__TASK STATEMENT__: Format the items starting at the line containing "Where is each instance of the grey" and ending at the line containing "point(389, 194)" as a numbered list, with both of those lines included and any blank lines left out.

__SUPPLIED ENTRIES__:
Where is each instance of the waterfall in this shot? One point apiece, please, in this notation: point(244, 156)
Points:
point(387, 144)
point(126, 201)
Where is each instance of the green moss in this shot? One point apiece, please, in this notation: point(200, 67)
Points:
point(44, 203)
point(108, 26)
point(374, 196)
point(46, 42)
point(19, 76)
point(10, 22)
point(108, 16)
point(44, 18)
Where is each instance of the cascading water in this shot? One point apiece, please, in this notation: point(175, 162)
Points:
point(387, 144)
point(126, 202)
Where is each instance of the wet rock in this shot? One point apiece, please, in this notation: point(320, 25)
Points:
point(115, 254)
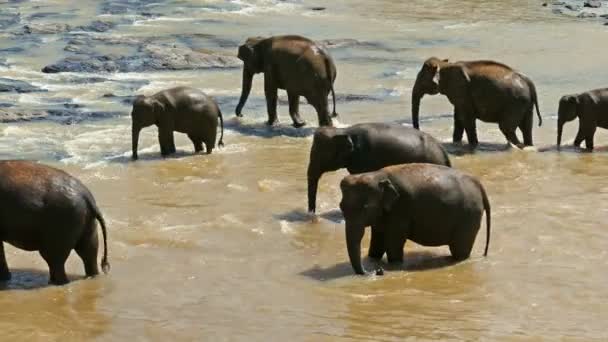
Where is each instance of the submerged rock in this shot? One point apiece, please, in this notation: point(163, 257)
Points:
point(10, 85)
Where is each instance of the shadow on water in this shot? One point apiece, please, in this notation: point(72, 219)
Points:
point(31, 279)
point(414, 261)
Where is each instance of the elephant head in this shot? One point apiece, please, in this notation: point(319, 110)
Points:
point(331, 150)
point(567, 111)
point(425, 84)
point(365, 197)
point(145, 113)
point(252, 55)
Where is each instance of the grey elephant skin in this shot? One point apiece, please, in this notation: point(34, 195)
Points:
point(484, 90)
point(368, 147)
point(47, 210)
point(432, 205)
point(293, 63)
point(180, 109)
point(591, 108)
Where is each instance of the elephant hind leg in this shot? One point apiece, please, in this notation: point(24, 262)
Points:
point(87, 249)
point(5, 274)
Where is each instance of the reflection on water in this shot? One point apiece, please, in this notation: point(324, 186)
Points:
point(221, 247)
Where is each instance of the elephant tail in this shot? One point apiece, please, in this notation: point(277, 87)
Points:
point(486, 207)
point(221, 142)
point(105, 265)
point(331, 84)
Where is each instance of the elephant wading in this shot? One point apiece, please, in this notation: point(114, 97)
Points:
point(293, 63)
point(591, 107)
point(432, 205)
point(484, 90)
point(181, 109)
point(368, 147)
point(47, 210)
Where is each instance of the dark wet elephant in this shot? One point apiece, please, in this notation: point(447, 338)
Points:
point(432, 205)
point(484, 90)
point(368, 147)
point(47, 210)
point(180, 109)
point(293, 63)
point(591, 107)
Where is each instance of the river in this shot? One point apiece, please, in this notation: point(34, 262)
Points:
point(220, 247)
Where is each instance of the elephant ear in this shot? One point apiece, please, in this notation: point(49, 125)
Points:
point(389, 194)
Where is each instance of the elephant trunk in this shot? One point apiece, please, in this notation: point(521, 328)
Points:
point(416, 96)
point(560, 127)
point(246, 89)
point(354, 235)
point(134, 140)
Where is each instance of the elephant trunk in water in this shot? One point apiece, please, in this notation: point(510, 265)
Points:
point(246, 89)
point(134, 140)
point(354, 235)
point(560, 127)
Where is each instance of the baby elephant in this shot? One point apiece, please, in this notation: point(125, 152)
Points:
point(368, 147)
point(47, 210)
point(182, 109)
point(432, 205)
point(591, 107)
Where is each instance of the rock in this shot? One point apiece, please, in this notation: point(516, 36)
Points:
point(97, 26)
point(10, 115)
point(593, 3)
point(10, 85)
point(47, 28)
point(586, 15)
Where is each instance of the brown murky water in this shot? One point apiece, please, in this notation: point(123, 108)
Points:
point(220, 247)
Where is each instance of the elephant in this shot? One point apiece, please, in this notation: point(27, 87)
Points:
point(591, 107)
point(368, 147)
point(47, 210)
point(294, 63)
point(181, 109)
point(432, 205)
point(484, 90)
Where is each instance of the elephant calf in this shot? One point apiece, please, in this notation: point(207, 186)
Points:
point(432, 205)
point(181, 109)
point(47, 210)
point(368, 147)
point(591, 107)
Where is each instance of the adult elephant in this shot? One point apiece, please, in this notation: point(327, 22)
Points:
point(484, 90)
point(293, 63)
point(47, 210)
point(368, 147)
point(180, 109)
point(591, 107)
point(431, 205)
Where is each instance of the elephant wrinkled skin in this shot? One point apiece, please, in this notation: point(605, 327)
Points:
point(484, 90)
point(432, 205)
point(47, 210)
point(293, 63)
point(368, 147)
point(180, 109)
point(591, 107)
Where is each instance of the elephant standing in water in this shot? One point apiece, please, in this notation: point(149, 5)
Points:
point(484, 90)
point(181, 109)
point(368, 147)
point(47, 210)
point(591, 107)
point(293, 63)
point(432, 205)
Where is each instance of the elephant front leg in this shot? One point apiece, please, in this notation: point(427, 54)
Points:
point(270, 91)
point(294, 106)
point(376, 245)
point(5, 274)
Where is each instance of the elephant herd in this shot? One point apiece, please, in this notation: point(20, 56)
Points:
point(401, 182)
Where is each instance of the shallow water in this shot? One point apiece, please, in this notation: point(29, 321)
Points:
point(220, 247)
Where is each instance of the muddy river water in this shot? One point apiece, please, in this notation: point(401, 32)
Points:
point(220, 247)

__SOLUTION__:
1. Where is each instance of the grey elephant skin in this shot? One point apiece, please, in this notation: point(34, 195)
2. Points:
3. point(484, 90)
4. point(368, 147)
5. point(47, 210)
6. point(432, 205)
7. point(293, 63)
8. point(180, 109)
9. point(591, 108)
10. Where is each instance of the elephant hind leg in this shot? One point apiece, please, in this notation: point(24, 262)
11. Points:
12. point(87, 249)
13. point(5, 274)
14. Where is each instance of the reflection on water in this shot? One point apiece, please, in this notation: point(324, 186)
15. Points:
16. point(221, 247)
17. Where is each instance of the elephant tail in this shot? One point apiece, please, in this notation: point(277, 87)
18. Points:
19. point(486, 207)
20. point(221, 142)
21. point(105, 265)
22. point(331, 84)
23. Where is each instance of the elephant wading in this shot? One point apiece, please, in this notation: point(114, 97)
24. Points:
25. point(293, 63)
26. point(591, 107)
27. point(432, 205)
28. point(484, 90)
29. point(181, 109)
30. point(368, 147)
31. point(47, 210)
32. Where is each instance of the dark wet elephant in this shot? One point apiece, please, in this notation: point(447, 338)
33. Points:
34. point(432, 205)
35. point(484, 90)
36. point(368, 147)
37. point(47, 210)
38. point(180, 109)
39. point(293, 63)
40. point(591, 107)
41. Where is each instance of the river in this shot? One point apiece, please, in this notation: point(34, 262)
42. Points:
43. point(220, 247)
44. Where is each instance of the elephant ear in this shot? One point apiece, please, in this notation: point(49, 125)
45. Points:
46. point(389, 194)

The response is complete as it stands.